Items from a dataset:
--------------------------------------------------
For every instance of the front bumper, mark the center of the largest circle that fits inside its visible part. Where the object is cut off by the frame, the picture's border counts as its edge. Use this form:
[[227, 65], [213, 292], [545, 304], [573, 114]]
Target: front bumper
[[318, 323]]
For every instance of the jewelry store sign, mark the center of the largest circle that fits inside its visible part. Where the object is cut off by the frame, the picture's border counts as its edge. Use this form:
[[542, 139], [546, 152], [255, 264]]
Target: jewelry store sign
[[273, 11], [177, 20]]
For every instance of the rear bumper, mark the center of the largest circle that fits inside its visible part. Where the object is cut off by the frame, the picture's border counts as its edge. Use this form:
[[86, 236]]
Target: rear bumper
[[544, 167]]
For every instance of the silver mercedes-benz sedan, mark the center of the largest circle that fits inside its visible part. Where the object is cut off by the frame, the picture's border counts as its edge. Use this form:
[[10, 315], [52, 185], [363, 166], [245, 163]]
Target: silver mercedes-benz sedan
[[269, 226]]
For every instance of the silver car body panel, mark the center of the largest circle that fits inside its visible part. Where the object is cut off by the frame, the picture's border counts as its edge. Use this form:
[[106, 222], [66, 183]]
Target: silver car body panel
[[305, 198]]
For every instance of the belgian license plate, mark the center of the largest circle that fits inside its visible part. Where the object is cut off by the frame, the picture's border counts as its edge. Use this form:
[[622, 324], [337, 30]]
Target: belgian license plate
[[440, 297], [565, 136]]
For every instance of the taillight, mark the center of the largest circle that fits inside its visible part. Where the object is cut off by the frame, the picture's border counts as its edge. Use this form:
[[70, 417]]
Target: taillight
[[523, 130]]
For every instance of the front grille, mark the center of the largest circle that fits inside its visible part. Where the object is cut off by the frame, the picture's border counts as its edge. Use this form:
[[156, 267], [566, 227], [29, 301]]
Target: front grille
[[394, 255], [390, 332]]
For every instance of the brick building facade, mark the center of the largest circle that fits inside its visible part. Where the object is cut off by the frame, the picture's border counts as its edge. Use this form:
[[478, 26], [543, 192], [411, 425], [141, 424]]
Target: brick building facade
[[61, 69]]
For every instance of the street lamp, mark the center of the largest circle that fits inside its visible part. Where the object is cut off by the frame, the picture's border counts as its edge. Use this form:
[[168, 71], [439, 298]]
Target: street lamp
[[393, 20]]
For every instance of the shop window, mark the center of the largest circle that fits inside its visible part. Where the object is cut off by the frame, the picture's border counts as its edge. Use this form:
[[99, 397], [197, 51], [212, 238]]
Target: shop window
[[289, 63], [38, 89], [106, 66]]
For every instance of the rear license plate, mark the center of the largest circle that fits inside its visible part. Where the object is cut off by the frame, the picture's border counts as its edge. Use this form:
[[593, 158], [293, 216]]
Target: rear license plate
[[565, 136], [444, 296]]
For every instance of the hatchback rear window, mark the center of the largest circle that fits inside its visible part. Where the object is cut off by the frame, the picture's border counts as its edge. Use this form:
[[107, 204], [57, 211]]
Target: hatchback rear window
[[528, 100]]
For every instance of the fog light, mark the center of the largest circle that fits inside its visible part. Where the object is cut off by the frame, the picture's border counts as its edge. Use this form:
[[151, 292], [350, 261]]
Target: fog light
--------------------------------------------------
--- Problem requirements ---
Nothing is to be left out; reproduce each record exactly.

--- Completed exercise ---
For every instance of the front bumper, mark the center of the largest circle that fits inside its visible part. Where the object is cut off by the frame, the picture's border counts as its edge. Use this form:
[[227, 65], [213, 292], [545, 304], [573, 114]]
Target: front bumper
[[318, 323]]
For every instance of the jewelry store sign, mark the center of the largest circle that fits inside its visible part. Where the object is cut off by the frame, the picture's border counts as its edge. Use this form:
[[542, 139], [546, 152], [255, 264]]
Target: jewelry store sign
[[273, 11], [177, 20]]
For every instance of the rear bumper, mark the center of the largest circle that fits inside its visible part. Where the object is cut off by the frame, the picture's border counts as its edge. Use this form:
[[86, 236]]
Target: rear bumper
[[544, 167]]
For every instance of the silver mercedes-benz sedan, mark the center of the largest circle that fits inside its visible part. Where the object is cut off by the frame, the picture's border counts as its edge. Use this form:
[[10, 315], [52, 185], [363, 166], [245, 163]]
Target: silver mercedes-benz sedan
[[269, 226]]
For every instance of the silver car body panel, mark the center of the largest circle that fits inside its visible part. Where the object is cut off by the frame, the picture's border counts as its edge. Use this form:
[[106, 222], [66, 183]]
Target: silver car body panel
[[305, 198]]
For every instance of the belgian license plate, mark the center of the largest circle that fits inside its visible part. Where the object is cut off by the frame, the picture's border counts as its edge. Use this form:
[[622, 324], [337, 30]]
Target: belgian license plate
[[440, 297], [565, 136]]
For every instance of the taillight, mark the center of the largest circle that fits inside its visible part. Where the object is cut off by the frame, the picture's border counts as its edge. Use this form:
[[70, 417]]
Target: taillight
[[523, 130]]
For every instance of the front grille, mark the center of the largest circle that fits inside its visible part. Where the object is cut off by the frame, the picture's border counts as its edge. Use this form:
[[156, 267], [566, 227], [29, 301]]
Target: front grille
[[394, 255], [390, 332]]
For every instance of the brick building facade, mark the center of the largest circle that fits inside its visible part. Where the object is cut off by the frame, the picture's border counts as its edge. Use this form:
[[478, 26], [543, 192], [411, 425], [141, 424]]
Target: brick building facade
[[61, 69]]
For every instance of the street lamp, mark the center of the largest circle that fits inside its visible part. Where the object is cut off by the frame, the picture's border counts as its edge. Use this form:
[[168, 71], [439, 298]]
Target: street lamp
[[393, 20]]
For every instance of the shop window, mark the center of the largest circle that fits inside its visible part. Where the object is cut off by the frame, the picture's border counts as its edge. Use this form:
[[99, 397], [197, 51], [212, 238]]
Target: shop window
[[289, 63], [38, 89], [106, 66]]
For every instance of the rear license plate, mark the center of the largest circle that fits inside its visible part. Where the object is cut off by the frame, the picture's border counts as its edge. Use this form:
[[593, 158], [293, 216]]
Target: rear license plate
[[565, 136], [444, 296]]
For every instance of the hatchback rear window, mark the center of the largest circle that fits inside its visible part. Where the object is cut off by the frame, the picture's border counts as its edge. Use this form:
[[107, 204], [57, 211]]
Target: hatchback rear window
[[528, 100]]
For every instance of the fog light, mark the center of the largest circle that fits inside its visible part. Where the object is cut off by the frame, the picture's border counts as its edge. Use this form:
[[151, 292], [350, 261]]
Target: fog light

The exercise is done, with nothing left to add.